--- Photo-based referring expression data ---

※ ※ ※

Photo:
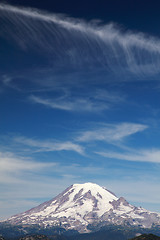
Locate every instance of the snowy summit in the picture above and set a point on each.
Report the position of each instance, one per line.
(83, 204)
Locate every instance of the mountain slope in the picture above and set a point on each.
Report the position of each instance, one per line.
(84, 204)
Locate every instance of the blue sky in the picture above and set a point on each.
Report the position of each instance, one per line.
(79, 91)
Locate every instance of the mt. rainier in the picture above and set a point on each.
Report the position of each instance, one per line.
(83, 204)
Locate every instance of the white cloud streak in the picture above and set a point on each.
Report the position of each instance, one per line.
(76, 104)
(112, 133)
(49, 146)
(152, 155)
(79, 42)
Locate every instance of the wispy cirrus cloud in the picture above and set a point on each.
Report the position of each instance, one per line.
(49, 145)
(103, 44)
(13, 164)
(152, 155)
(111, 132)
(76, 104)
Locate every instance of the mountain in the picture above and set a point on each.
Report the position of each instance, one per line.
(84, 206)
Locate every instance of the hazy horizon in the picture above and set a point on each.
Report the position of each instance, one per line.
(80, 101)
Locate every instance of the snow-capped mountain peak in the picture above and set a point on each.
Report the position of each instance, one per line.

※ ※ ※

--- Exercise brief ---
Find "Locate every instance of the wispy" in the entries above, then repeat its line and all lines after it exactly, down to the last line.

--- Answer box ---
Locate every instance of the wispy cirrus cloud in the picture above and set a point on each.
Report the position of each instance, one per line.
(49, 145)
(103, 44)
(13, 164)
(152, 155)
(111, 132)
(76, 104)
Locate every instance of the mountain in the picture above and set a point on each.
Report the position of each instance, one per line.
(84, 206)
Locate every instance of the hazy horizon in the picture above and set a point on each.
Report the position of each instance, one per line.
(80, 101)
Locate every instance of the snow-capped mountain peak in the picture above and set a point on each.
Report the position of each instance, one per line.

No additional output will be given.